Data ::
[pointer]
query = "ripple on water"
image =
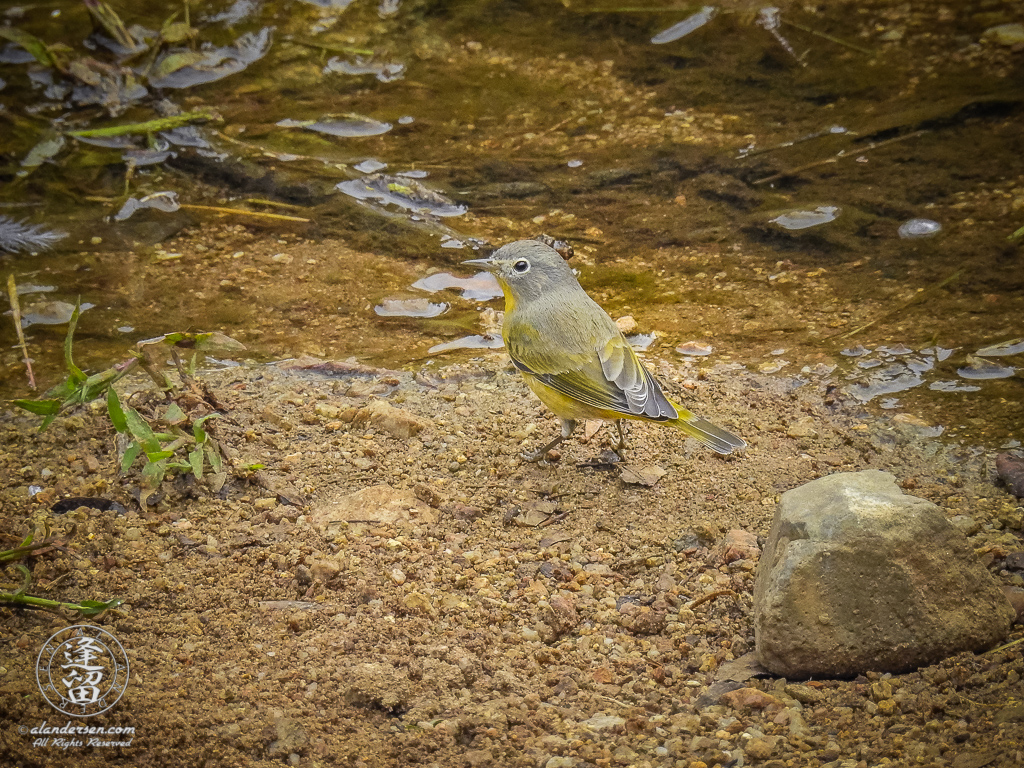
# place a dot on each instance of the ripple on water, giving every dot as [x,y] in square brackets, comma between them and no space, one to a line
[481,287]
[410,308]
[404,193]
[694,348]
[370,165]
[979,368]
[486,341]
[1004,348]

Exercise aim :: Repeat the material above verbatim, with no pictures in the output.

Solution ::
[pointer]
query = "ripple on water"
image =
# place a dot on each instance of the ripple on water, giving every dot as [x,y] in square brackets, comma between them and no space, one to a line
[481,287]
[410,308]
[404,193]
[694,348]
[370,165]
[979,368]
[486,341]
[1004,348]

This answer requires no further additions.